## Required action:
Print out each entry without alteration, and keep the pictures out.

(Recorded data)
+ + +

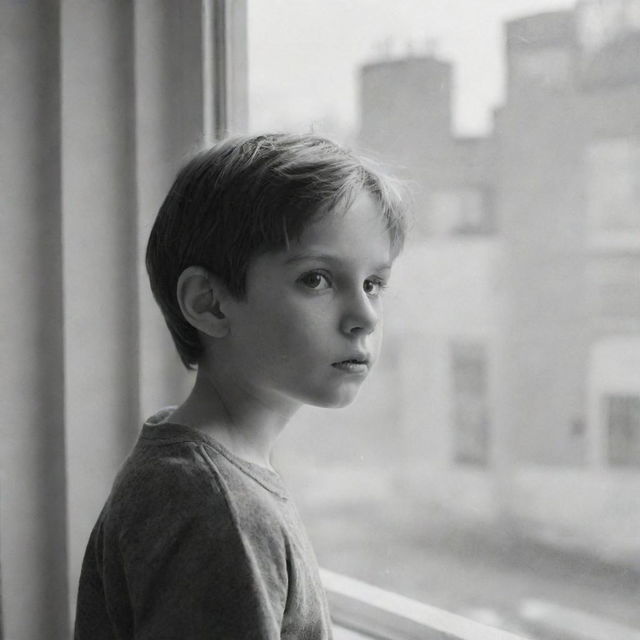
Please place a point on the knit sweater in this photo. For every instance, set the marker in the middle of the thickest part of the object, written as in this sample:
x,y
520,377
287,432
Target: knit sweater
x,y
193,543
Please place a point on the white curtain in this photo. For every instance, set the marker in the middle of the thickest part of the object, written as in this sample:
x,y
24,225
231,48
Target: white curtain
x,y
100,103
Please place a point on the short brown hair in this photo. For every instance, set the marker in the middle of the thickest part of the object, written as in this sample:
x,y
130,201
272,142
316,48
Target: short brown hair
x,y
248,195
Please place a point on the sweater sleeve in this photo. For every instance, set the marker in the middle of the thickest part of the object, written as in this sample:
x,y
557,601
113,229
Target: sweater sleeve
x,y
191,571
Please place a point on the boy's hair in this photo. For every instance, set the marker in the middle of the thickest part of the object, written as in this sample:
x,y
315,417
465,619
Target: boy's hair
x,y
249,195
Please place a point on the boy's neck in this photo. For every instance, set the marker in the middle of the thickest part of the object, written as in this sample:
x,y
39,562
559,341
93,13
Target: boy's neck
x,y
245,424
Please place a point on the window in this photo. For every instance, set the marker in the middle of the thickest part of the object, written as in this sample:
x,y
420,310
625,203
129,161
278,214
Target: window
x,y
623,422
459,212
549,68
470,411
613,190
443,440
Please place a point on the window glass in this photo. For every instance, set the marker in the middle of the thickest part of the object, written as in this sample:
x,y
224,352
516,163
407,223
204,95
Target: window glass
x,y
469,397
489,465
623,417
613,186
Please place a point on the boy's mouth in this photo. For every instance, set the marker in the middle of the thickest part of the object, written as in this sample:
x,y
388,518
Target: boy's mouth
x,y
353,365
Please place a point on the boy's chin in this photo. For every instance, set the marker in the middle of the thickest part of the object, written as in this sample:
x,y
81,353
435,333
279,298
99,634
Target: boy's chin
x,y
336,400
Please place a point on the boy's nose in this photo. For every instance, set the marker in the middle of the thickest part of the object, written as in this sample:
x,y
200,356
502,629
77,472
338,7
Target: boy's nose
x,y
360,316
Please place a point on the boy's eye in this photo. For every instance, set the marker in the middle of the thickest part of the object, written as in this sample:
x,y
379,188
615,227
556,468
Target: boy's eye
x,y
315,280
373,287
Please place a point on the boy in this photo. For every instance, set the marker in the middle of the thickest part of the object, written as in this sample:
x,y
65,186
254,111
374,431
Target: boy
x,y
267,259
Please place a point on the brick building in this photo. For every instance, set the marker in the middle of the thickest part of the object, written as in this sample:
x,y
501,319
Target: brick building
x,y
517,320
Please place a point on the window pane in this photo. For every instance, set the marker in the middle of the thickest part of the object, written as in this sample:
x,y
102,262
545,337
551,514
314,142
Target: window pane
x,y
623,418
490,463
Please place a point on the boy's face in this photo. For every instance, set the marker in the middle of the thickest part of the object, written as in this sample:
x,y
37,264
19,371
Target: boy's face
x,y
310,327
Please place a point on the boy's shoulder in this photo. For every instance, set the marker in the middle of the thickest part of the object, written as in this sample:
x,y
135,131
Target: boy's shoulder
x,y
176,473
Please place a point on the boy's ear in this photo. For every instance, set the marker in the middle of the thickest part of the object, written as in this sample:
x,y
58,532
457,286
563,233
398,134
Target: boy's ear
x,y
201,296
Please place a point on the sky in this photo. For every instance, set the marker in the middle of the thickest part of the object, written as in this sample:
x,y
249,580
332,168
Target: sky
x,y
304,55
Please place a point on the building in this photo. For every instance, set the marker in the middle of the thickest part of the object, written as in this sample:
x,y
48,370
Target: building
x,y
514,328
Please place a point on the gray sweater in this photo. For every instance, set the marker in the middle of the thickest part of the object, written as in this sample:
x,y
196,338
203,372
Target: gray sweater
x,y
196,543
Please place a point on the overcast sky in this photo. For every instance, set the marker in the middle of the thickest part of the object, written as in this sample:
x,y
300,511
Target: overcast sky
x,y
304,54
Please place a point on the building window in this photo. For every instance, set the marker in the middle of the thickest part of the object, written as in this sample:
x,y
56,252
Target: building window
x,y
461,211
549,68
469,403
613,190
623,421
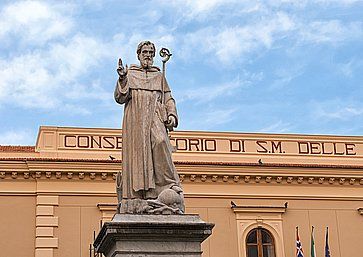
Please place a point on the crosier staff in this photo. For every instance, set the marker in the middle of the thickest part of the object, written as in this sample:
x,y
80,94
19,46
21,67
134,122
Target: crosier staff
x,y
165,54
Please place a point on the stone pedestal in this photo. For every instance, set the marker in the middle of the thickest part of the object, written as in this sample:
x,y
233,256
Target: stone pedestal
x,y
132,235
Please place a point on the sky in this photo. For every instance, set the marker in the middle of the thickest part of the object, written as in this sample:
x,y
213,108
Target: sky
x,y
271,66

+ + +

## Finished exercise:
Please place a point on the knit sweater in this photo. For every instance, set the marker in the middle of the thickest part of the object, written as in this sample:
x,y
520,377
287,432
Target: knit sweater
x,y
193,543
Please place a point on the white curtain in this photo. For every instance, set the marker in the middle of the thickest part of the object, written as in this sample:
x,y
24,225
231,48
Target: white curtain
x,y
100,103
Please place a point on the short brown hair in this photo. For every instance, set the marker in the middle of the thickest part of the object, written as in this sample:
x,y
130,201
272,142
316,48
Target: short brown hair
x,y
248,195
Please place a point on the sweater sleeve in this photo. For every instance, set the marker in the middle of the thickest part of the object, written as in this sample:
x,y
557,601
113,229
Target: sweater sleeve
x,y
191,571
Please place a point on the boy's hair in this photo. For every instance, set the marker in the middle of the thickest part of the object, written as in this sample:
x,y
315,417
465,619
Target: boy's hair
x,y
249,195
Please place a point on the boy's neck in this photo. For every instance, set the marker in the middle of the thickest part of the object, written as in this sample:
x,y
39,562
559,341
93,13
Target: boy's neck
x,y
245,424
Please place a point on the window in this photo. For every instance, set the marker in the middle of the thickest part of the object, written as in this sample:
x,y
420,310
625,203
129,161
278,214
Target: window
x,y
623,422
459,212
549,68
470,411
613,190
443,440
Please place a point on the window glass in this photo. For every instance, set the marker in the middle of the thickest part of the object, written as in this sample:
x,y
224,352
516,163
407,223
204,95
Target: window glass
x,y
469,397
489,465
623,417
613,186
Please place a point on the boy's mouth in this photo. For every instance, set the marker in the middle of the thickest part of the object, written as in this sample:
x,y
388,518
Target: boy's mouth
x,y
353,365
Please place a point on the boy's chin in this photo. For every instance, set the marker in the middle of the thickest part of the object, written as in this sample:
x,y
81,353
435,333
279,298
99,634
Target: boy's chin
x,y
336,400
Please place a point on the boy's nose in this photo. For every instance, set the marker in the middle of the thickest part of the object, written as in this sample:
x,y
200,356
502,629
77,472
338,7
Target: boy's nose
x,y
360,316
Please place a point on the boy's eye in this photo. For every instance, set the marker in the middle of the thickest part of the object, written as in this sample:
x,y
379,188
615,227
556,468
Target: boy's eye
x,y
315,280
373,287
Please place a point on the boy in this photo. For every instance, set the marker in the middle of the thickest part of the object, written as in this sample:
x,y
65,186
254,111
374,431
Target: boy
x,y
267,259
Please place a point on the brick building in this photo. For every instance, set the marker in the middle of the thickest part of the object, written as in this sample:
x,y
501,319
Target: brick building
x,y
517,320
Please place a point on the window pane in this photo. For every instance, set the marker in the middle of the thickest part of the object, written as in this sample:
x,y
102,262
545,337
551,514
314,142
Target: window pane
x,y
623,418
490,463
Please place a point on the boy's face in this photo. For every instance, set the marker in the middle of the thickest part of the object, written as in this sample:
x,y
37,264
19,371
Target: boy's face
x,y
310,327
Please place a point on the boy's shoulder in this photo. For every instance, set the marker in the middle of the thickest part of the object, written as in this sample:
x,y
135,131
Target: boy's shoulder
x,y
176,473
Please place a point on the boy's ear in this photo. For every instance, set the marker in the middle of the thickest part of the object, written as in this sample:
x,y
58,532
457,286
563,233
398,134
Target: boy's ear
x,y
201,296
Please place a point on the sky in this photo. For every instance, set the marker in the middle of the thickest part of the object, written as in this sample:
x,y
249,580
332,168
Target: sky
x,y
304,55
Please place a point on the building in this photo. For every instance, set the marker in the middle of the thickest part of the object, written as in this sample:
x,y
48,370
Target: building
x,y
514,328
Please place a point on the gray sweater in this photo. For every instance, set the marker in the middle of the thickest part of the object, written as in this sample:
x,y
196,338
203,372
Target: gray sweater
x,y
196,543
Please place a point on the overcast sky in this photo. For every instance, set the marker in the middle of the thickest part of the object, written as in this sample:
x,y
300,511
Target: overcast sky
x,y
304,54
Please place a point on the building window in this photo. For every instance, set the marker in the middle of the thickest part of the object, written as in this sample:
x,y
56,252
Target: building window
x,y
461,211
549,68
469,403
613,190
623,421
Please place a point on the crosier staff in this photo. For every instance, set the marker in the middle of the thickest part of the object, written as in this sample:
x,y
80,94
19,46
21,67
134,122
Target: crosier staff
x,y
165,54
Please place a point on the stone pedestal in this photo. For every instance, set the marker in the middle of the thickest part of the object, written as in this sample:
x,y
233,256
Target: stone pedestal
x,y
132,235
Please place a point on the sky in this photo. For every instance, set the marker in the middle of the thickest part of the object, written as in this sample:
x,y
213,108
Target: sky
x,y
271,66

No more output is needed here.